> [Directions]
1. List every college or university named in the article below about soccer coach Nicole Acosta.
2. According to the article below about soccer coach Nicole Acosta, at what age did she start playing soccer?
3. Continue the article below about soccer coach Nicole Acosta, picking up after its final sentence.

> [Excerpted text]
South Mountain Community College women’s soccer head coach Nicole Acosta has been playing soccer since she was four, and that lifelong love of the game has led her to the Cougars for the 2020 season. A former standout at Paradise Valley Community College and Arizona State University, Acosta understands the value and pride community college athletics can foster in student-athletes and works to spread that message throughout the community.
“Having played at the community college and Division I helps me recruit because I can relate to players due to my experiences,” Acosta said. “I know the way and can help them get to the next level if that’s what they aspire to do.”
Acosta also spoke to the wealth of opportunities a college education can bring to students and their families in the Hispanic community.
“As a coach, I like to do my best to reach out to the Hispanic community. Scholarships and other opportunities are available for them to help make going to college more appealing,” Acosta said. “I think it’s important to help them see it’s possible and there’s a way to get there. It gives hope to the community and creates more opportunities for them.”

> [Records supplied]
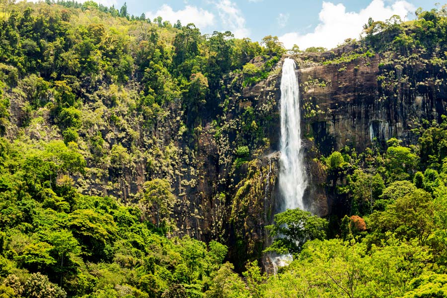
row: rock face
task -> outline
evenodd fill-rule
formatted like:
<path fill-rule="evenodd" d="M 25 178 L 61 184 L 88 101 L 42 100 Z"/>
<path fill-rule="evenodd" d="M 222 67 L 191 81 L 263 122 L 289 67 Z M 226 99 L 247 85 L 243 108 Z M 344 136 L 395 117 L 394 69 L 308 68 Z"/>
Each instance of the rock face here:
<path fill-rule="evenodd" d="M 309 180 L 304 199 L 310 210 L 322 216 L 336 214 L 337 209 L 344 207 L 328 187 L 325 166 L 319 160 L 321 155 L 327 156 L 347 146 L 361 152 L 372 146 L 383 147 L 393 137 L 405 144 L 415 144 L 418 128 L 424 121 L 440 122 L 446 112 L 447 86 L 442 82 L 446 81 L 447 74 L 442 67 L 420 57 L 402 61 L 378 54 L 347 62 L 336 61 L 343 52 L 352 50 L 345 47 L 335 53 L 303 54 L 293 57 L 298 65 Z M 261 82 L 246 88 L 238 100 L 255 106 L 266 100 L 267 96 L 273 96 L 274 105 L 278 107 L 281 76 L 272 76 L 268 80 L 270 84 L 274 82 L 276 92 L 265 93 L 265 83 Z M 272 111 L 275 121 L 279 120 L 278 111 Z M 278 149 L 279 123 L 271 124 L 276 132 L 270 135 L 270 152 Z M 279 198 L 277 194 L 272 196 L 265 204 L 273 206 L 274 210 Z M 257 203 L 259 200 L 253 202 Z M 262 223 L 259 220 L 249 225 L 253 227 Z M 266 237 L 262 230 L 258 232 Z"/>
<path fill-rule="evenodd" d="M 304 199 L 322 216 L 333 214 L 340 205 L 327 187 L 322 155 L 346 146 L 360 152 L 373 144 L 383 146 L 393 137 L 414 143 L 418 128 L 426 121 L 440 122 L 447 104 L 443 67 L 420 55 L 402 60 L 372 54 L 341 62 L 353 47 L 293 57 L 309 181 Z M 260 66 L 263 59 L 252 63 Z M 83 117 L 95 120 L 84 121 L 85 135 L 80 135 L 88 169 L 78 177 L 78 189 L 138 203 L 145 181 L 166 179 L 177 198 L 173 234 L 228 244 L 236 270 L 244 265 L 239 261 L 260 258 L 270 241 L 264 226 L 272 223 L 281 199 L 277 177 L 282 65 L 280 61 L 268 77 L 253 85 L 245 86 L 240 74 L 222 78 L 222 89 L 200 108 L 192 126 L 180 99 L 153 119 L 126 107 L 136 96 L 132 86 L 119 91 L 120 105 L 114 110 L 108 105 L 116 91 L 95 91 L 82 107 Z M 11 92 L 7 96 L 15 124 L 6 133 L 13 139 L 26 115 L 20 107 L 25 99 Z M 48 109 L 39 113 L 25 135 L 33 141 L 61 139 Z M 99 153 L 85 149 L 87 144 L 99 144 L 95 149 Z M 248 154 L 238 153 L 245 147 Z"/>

==

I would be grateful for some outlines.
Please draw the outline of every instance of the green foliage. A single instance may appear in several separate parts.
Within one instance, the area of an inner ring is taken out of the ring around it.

...

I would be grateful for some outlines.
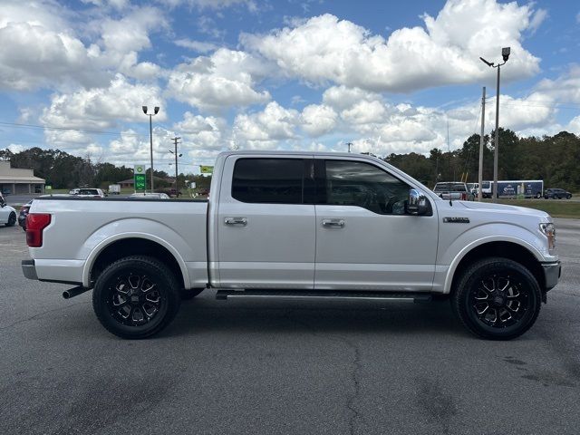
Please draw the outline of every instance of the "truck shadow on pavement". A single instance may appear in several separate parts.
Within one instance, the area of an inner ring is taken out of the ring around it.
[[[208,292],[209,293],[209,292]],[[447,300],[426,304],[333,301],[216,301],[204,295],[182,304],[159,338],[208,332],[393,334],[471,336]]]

> [Exercise responses]
1. South Mountain Community College, Paradise Valley Community College, Arizona State University

2. She started playing soccer at age four.

3.
Acosta brings some impressive coaching credentials to the Cougars after a successful stint at ACCAC rival Arizona Western.
In her two seasons in charge, the Matadors totaled 33 wins and earned consecutive conference playoff appearances. In her first season in charge, the Matadors set a new program record with 21 wins. They went on to capture the ACCAC Championship and participated in the NJCAA National Championship Tournament.
Before her time in Yuma, Ariz., Acosta was the head coach of the men’s soccer team at Maya High School and led the squad to a state title.
One of her earliest memories of the sport is playing with her brother Alex on an all-boys team. She credits the experience with helping her build mental toughness and to be aggressive.
Alex also serves as her biggest inspiration on the pitch. A standout midfielder himself, he and Nicole became the first siblings to earn Region Player of the Year honors in the same year. He excelled at Glendale Community College and had a spot lined up on the squad at Grand Canyon University.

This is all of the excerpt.